# Problems and tasks:
A - In the text on the spinal column, what is the opening where a spinal nerve leaves the spinal canal called?
B - Pick up the text on the spinal column after its last heading and continue it.
Top of Extract
The spinal column consists of 24 individual bones (vertebra), the sacrum and the coccyx. The sacrum and coccyx are formed from vertebra but these have fused. Most vertebrae share a common basic structure but also have distinct differences. The spinal column has the shape of a double ‘S’. In the neck and lower back, the spine bends slightly backwards (‘lordosis’) and in the thoracic spine and sacrum it bends forwards (‘kyphosis’). When patients are in pain, muscles go often into spasm pulling the neck and lower back straighter. Certain other conditions can cause change in the normal shape. This can alter the way muscles and ligaments have to work causing more pain. The spine is, however, straight looking at it from the front or the back. Scoliosis is a term to describe sideways bending of the spinal column. This is common to a certain degree and patients with mild scoliosis often have no symptoms. In severe cases and in adolescence this should be managed by a specialist.
All vertebrae have a vertebral body (corpus). This is connected to the facet joints via the pedicles on each side of the back of the vertebral body. The facet joints are connected to each other at the same level via the lamina. Where the lamina joins a spike arises (spinous process) which can be felt in the back. The body (in the front), the pedicles and facet joints (at each side) and the laminae and spinous process (at the back) form a hole. All these holes lined up from top to bottom form the spinal canal. The spinal cord runs through this canal. At each level, a nerve leaves the spine on each side (spinal nerves). As it leaves it is in close contact with the facet joints and intervertebral discs. The opening where the nerve leaves the spinal canal is called intervertebral foramen. It is in this area where the nerve can get trapped due to a slipped disc or ‘wear and tear’. The facet joints on each side of the vertebral body connect the vertebra to its neighbour above and below. Wear and tear of these joints can cause pain and reduce movement. The space between the sac containing the nerves and spinal cord (dura – see below) is called epidural space. It contains small blood vessels and fat.
Cervical spine (neck)
Bottom of Extract
Top of Data shown
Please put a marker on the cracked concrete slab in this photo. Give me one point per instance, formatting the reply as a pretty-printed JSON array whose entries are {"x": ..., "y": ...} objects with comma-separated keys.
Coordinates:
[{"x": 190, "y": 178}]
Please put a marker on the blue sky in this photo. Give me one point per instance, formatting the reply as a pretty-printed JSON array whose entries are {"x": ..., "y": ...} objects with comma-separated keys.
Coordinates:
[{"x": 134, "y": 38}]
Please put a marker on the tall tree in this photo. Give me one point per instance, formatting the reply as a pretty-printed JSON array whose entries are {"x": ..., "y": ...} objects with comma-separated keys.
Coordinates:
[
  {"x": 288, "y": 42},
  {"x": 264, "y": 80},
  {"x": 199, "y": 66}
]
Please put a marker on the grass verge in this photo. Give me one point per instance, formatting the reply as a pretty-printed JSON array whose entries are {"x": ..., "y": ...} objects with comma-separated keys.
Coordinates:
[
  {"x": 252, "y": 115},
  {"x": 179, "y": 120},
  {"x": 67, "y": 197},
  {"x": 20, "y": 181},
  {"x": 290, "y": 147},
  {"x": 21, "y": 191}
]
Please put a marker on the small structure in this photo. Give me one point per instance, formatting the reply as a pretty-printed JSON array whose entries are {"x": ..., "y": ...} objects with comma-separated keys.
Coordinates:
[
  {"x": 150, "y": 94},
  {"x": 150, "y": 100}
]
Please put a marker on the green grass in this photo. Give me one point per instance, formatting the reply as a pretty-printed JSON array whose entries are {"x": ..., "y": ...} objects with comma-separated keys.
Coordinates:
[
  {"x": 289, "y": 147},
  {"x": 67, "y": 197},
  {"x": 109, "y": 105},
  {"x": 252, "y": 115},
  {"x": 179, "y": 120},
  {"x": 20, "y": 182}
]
Bottom of Data shown
# Results of the tasks:
A - The intervertebral foramen.

B -
The vertebrae are relatively small. There are seven in total but the first two are different to all other vertebrae. Most of the movement of the neck is happening in this area. The main movement of bending the head backwards and forwards (flexion and extension) is between the head and the first vertebra (‘Atlas’). Most of the rotation (looking to the side) is between the first and second vertebra (Axis). A fusion involving these structures will cause significant limitations in the range of movement of the neck. On each side of the upper six vertebral bodies in the neck runs an artery (vertebral artery). This artery supplies part of the brain and injury during surgery can be serious. As there are two of them, injury of one will not cause any symptoms but injury to both (which is extremely uncommon in any surgery!) can be life threatening.
Thoracic spine (upper back)
The main difference between the vertebrae in the thoracic spine and all others is the connection to the rib cage. This makes the thoracic spine very stiff. In front of the thoracic spine are the lungs, the heart with its big vessels. An operation to the front of the spine in this region will therefore require opening of the chest (‘thoracotomy’).
Lumbar spine (lower back)
The vertebrae are large as they have to carry a lot of weight. Strong muscles are attached from all sides which help to move the whole trunk of the body and keep it upright when walking. The pedicles (connections between vertebral body and facet joints are also large. Modern surgical fusion techniques often involve the insertion of screws from the back of the spine through these pedicles into the vertebral body. Because of the weight of the upper body resting on the lumbar spine, this part is particularly prone to wear and tear.